# Provided passage
---

UPDT D1 Heavy Rain Outloo
From
Mike Powell@618:250/1 to
All on Wed Apr 2 11:00:00 2025
FOUS30 KWBC 021533
QPFERD
Excessive Rainfall Discussion
NWS Weather Prediction Center College Park MD
1133 AM EDT Wed Apr 2 2025
Day 1
Valid 16Z Wed Apr 02 2025 - 12Z Thu Apr 03 2025
...THERE IS A MODERATE RISK OF EXCESSIVE RAINFALL FROM EASTERN
ARKANSAS TO CENTRAL KENTUCKY...
..A PROLONGED LIFE-THREATENING FLASH FLOOD EVENT WILL BEGIN TODAY
WITH SEVERAL DAYS OF HEAVY RAINFALL IMPACTING A LARGE PORTION OF
THE LOWER MISSISSIPPI AND OHIO VALLEYS..
...16Z Update...
Generally minor updates were made to the ongoing ERO risk areas,
but they were numerous. Most of the changes were based on changes
among the latest CAMs regarding where the heaviest precipitation is
expected through tonight. In summary though, little has changed
with the prior forecast reasoning across the Moderate Risk area.
A High Risk upgrade was precluded for this update for a few
reasons: First, generally the least coverage of expected rainfall
of 2 inches or more compared with subsequent days, second, dry
antecedent soil conditions and relatively low river levels prior to
the start of this event, and third, a good portion of the event
occurs into the Day 2/Thursday period, so the time for heavy rain
to cause flooding will be limited as the storms associated with the
front are progressive/fast-moving for the first half of today as
they're moving into place. There is little doubt that portions of
the moderate risk area will see training storms resulting in flash
flooding, but the coverage of flash flooding are not expected to rise
to High Risk levels today and tonight.
A squall line and attendant cold front moving across Missouri and
northwestern Arkansas will stall along the southern portion of the
line (where the Moderate Risk remains and been expanded), whereas
the northern portion of the line should continue moving eastward
with the upper level energy, which should limit the training
potential. It's important to note that some of the guidance in
southern Indiana suggests a second round of storms develops and
follows closely behind the initial line. However, this second round
of storms is also rather fast moving. Thus, think there should only
be a few hours of heavy rain potential, which suggests the Slight
would be the more appropriate category for that area.
Elsewhere, the Moderate Risk was expanded east to include metro
Nashville due to the slowing of the line and much greater potential
for training than areas further north. For similar reasons, the
Moderate risk was also expanded east to include much of south-
central Kentucky.

---

# Available data
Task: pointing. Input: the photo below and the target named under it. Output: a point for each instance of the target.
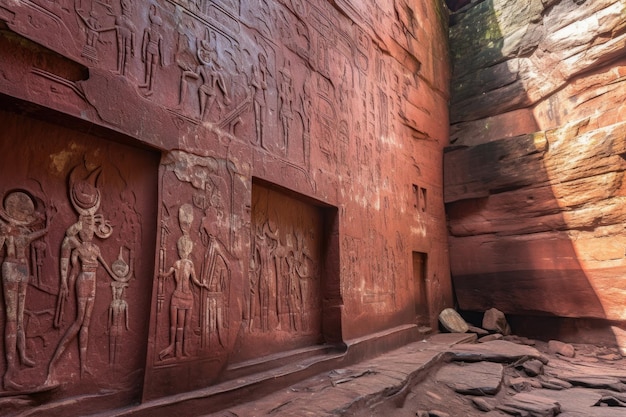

---

# The problem
Extract the rainfall discussion's passage from "Generally minor updates" to "Moderate Risk area." verbatim. The listing is separate from the rainfall discussion.

# The output
Generally minor updates were made to the ongoing ERO risk areas,
but they were numerous. Most of the changes were based on changes
among the latest CAMs regarding where the heaviest precipitation is
expected through tonight. In summary though, little has changed
with the prior forecast reasoning across the Moderate Risk area.